- Required work -
Rewrite every line of the records below as a Markdown table with the columns "Row" and "Line," numbering the rows and omitting blank lines. Leave the pictures out.

- Raw data -
# # # #
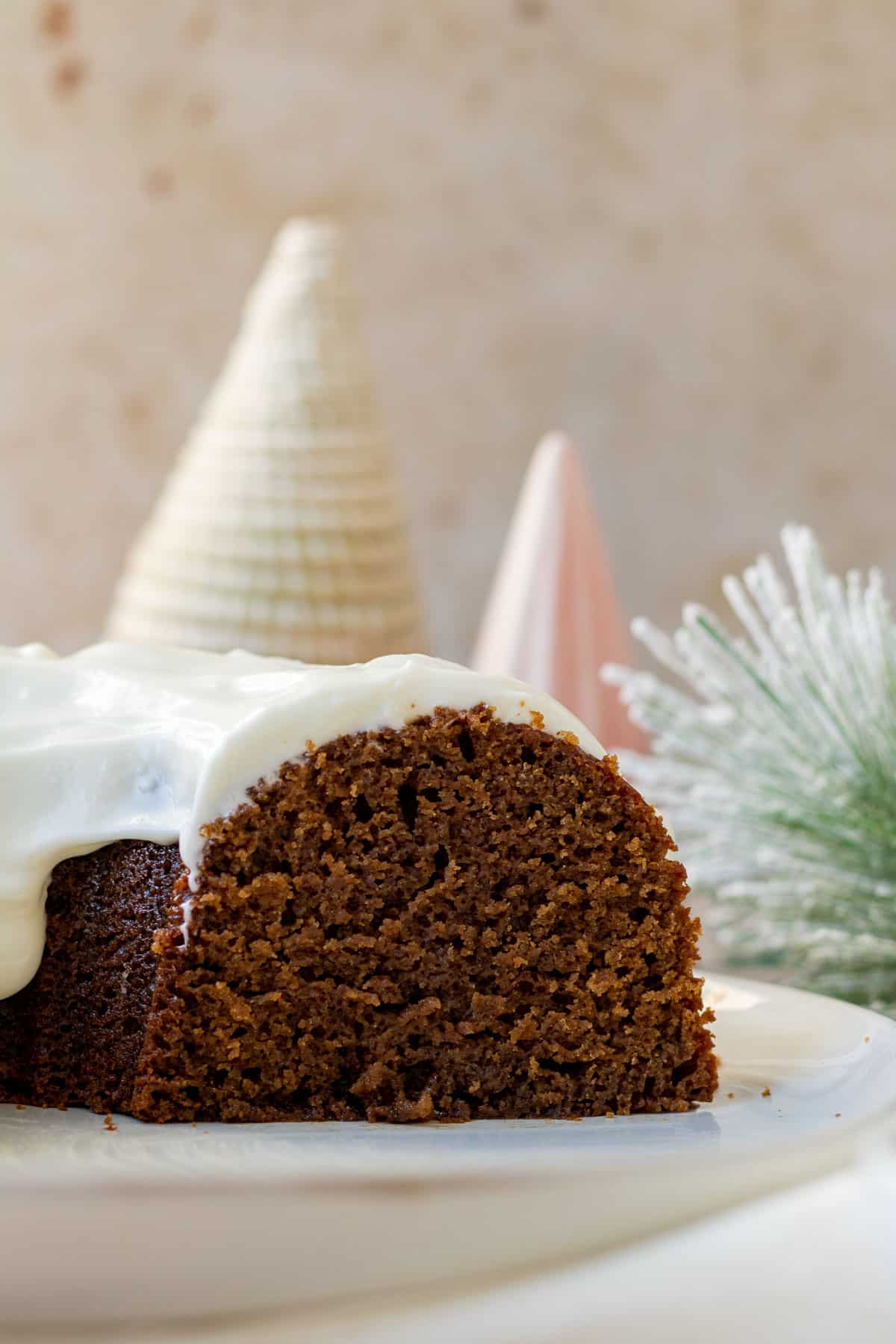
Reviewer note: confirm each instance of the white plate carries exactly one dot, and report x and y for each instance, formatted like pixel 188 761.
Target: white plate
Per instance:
pixel 181 1221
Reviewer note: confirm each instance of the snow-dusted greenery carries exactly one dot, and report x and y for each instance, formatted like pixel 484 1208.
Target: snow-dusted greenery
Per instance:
pixel 775 768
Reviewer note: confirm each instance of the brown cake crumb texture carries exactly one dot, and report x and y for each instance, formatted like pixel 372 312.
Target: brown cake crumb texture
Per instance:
pixel 454 921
# # # #
- Completed exercise -
| Row | Line |
|---|---|
| 1 | Reviewer note: confirm each instance of the white plate carries exactly one dot, and report x and y for each instance, formatted like pixel 188 761. |
| 2 | Target: white plate |
| 3 | Per instance: |
| 4 | pixel 181 1221 |
| 5 | Reviewer note: confirm each instance of the snow-dusted greenery carries exactly one dot, and report x and y for each instance, formatted like pixel 484 1208. |
| 6 | Target: snow-dusted greenery |
| 7 | Per instance: |
| 8 | pixel 775 768 |
| 9 | Reviewer note: confirm each instance of the brown cake crumb texture carries exactly one dot, and report x and y for each instance, formatted like pixel 372 312. |
| 10 | Target: brown cake crumb texture |
| 11 | Per instance: |
| 12 | pixel 454 921 |